§ **What is required**
Resume the remarks on Main Street's investment portfolio and liquidity, picking up right after the last sentence shown.

The ability to invest in both the lower middle market and private placement components of our investment strategy provides us with capital deployment flexibility and diversifies our investment options to address various market conditions. Private placement investments continued to be an attractive and accretive component of our investment strategy and represented approximately 1/4 of the total cost basis for our investment portfolio as of year-end 2011.

Todd Reppert

Our overall portfolio performance remains strong, and the portfolio continues to improve its diversification by issuer, industry, end markets and geography. At year end, we had investments in 81 portfolio companies across both the lower middle market and private placement components of the portfolio.

The largest portfolio company investment represents around 3% of our total assets, and the majority of our portfolio investments represent less than 1% of our total assets. This increasing diversity adds structural protection to our portfolio, our income and our cash flow, which translates into structural protection for our shareholders.

Todd Reppert

During 2011, most of our portfolio companies experienced sequential quarterly and annual growth in metrics such as revenues, earnings and backlog, with the level of such growth being highly dependent upon specific factors for each company. To some degree, those operating trends are reflected in the improving portfolio company credit statistics that Vince referenced in his comments.

Based on the current economic outlook from our portfolio of companies, we expect the improved underlying trends to continue during 2012.

Todd Reppert

As Vince touched on, the equity investment strategy within our lower middle market portfolio is a major differentiating advantage for Main Street. It has been paying off in the form of significant year-over-year increases and dividend income from portfolio equity investments and over $35 million of net unrealized portfolio appreciation during 2011.

We expect a healthy merger and acquisition market during 2012, which will likely convert some of the embedded unrealized appreciation within our portfolio in the realized investment gains. During the fourth quarter of 2011 and now into 2012, we have announced several portfolio investment exits that were completed at a premium to our previous fair value determinations and which collectively generated meaningful net realized gains.

Todd Reppert

Due to net investment income in excess of dividends paid, net appreciation within the portfolio and 2 accretive equity offerings, Main Street's net asset value per share increased significantly or approximately 16% during 2011. On the capitalization front, Main Street's liquidity and overall capitalization remain strong, and we're well positioned to take advantage of new investment opportunities.

As of today, we have approximately $54 million of cash, which is primarily held at our SBIC subsidiaries, and also maintain over $110 million of marketable securities investments.

Todd Reppert

Our marketable securities investments are made up of relatively liquid interest-bearing debt investments, currently earning a weighted average yield of approximately 7.7%. On a net basis, we have liquidated a portion of the marketable securities portfolio since year-end and have realized net gains on these exits based on favorable market conditions.

§ **Excerpted records**

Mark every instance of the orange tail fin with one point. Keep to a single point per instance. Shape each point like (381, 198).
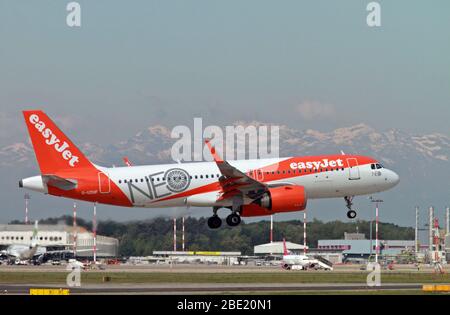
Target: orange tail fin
(54, 150)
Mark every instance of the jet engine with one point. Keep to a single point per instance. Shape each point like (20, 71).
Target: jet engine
(285, 198)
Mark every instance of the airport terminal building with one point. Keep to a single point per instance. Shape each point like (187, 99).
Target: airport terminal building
(59, 237)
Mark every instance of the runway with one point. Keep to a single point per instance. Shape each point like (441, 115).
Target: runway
(202, 288)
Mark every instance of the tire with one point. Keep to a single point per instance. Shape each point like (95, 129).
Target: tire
(214, 222)
(233, 219)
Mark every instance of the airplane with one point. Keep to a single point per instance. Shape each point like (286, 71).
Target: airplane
(248, 188)
(25, 252)
(290, 260)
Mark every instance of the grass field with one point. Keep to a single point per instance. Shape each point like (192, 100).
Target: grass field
(170, 277)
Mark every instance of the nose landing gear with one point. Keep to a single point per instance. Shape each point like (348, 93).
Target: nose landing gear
(215, 221)
(233, 219)
(351, 214)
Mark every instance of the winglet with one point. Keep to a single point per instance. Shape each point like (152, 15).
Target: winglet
(126, 161)
(285, 251)
(216, 157)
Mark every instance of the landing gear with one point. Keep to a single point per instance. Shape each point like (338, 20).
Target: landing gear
(351, 214)
(214, 222)
(233, 219)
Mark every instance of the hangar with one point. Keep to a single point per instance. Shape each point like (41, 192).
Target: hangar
(59, 237)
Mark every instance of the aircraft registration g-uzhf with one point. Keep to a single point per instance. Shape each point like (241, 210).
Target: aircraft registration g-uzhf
(248, 188)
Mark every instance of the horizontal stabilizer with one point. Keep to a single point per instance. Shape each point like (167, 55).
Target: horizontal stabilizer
(59, 182)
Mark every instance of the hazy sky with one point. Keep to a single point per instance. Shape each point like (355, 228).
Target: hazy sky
(306, 64)
(137, 63)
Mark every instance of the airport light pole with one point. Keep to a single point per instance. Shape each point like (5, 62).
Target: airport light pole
(271, 228)
(75, 230)
(447, 220)
(304, 232)
(94, 228)
(182, 236)
(416, 237)
(174, 234)
(377, 247)
(27, 198)
(370, 233)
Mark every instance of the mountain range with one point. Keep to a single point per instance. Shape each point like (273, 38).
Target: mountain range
(422, 161)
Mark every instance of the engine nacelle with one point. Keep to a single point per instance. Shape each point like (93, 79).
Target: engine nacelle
(286, 198)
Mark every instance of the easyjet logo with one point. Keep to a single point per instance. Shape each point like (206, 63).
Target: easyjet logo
(324, 163)
(53, 140)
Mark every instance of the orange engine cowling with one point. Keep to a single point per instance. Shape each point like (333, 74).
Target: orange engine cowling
(279, 199)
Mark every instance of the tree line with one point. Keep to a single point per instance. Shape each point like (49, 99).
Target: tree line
(141, 238)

§ **Expected answer**
We are also in discussions to further expand and improve our existing $235 million 3-year credit facility and are always exploring diverse financing alternatives that can benefit the company without creating undue risk.

Todd Reppert

As of today, we have just over $100 million borrowed under our credit facility, which is bearing annual interest at approximately 2.8%. While we expect utilized various financing sources to support our future operational and investment activities, we remain very focused on maintaining liquidity efficiency, lender diversity and duration flexibility within our various borrowing arrangements.

We also continue to monitor the relative matching of fixed and floating rate debt investments, with a relative amount of fixed and floating rate borrowing arrangements in order to create natural match funding on our balance sheet. We currently have $225 million of outstanding SBIC debentures, with a weighted average fixed interest cost of around 5% and a remaining weighted average maturity of just under 7 years.

In addition to the focus on liquidity and capital flexibility, we remain focused on maintaining a very low operating cost structure, which we view as a significant structural advantage.

Todd Reppert

During 2011, Main Street's total cash, operating and administrative expenses remained below 2% of our average assets. This ratio improved during 2011 from the prior year and should continue to improve in 2012 and beyond.

This part of the operating leverage and being structured as an internally-managed BDC and our cost structure is clearly favorable compared to most other comparable public and private investment products. This cost structure and operating leverage allows us to deliver a greater proportion of the gross portfolio returns to our shareholders.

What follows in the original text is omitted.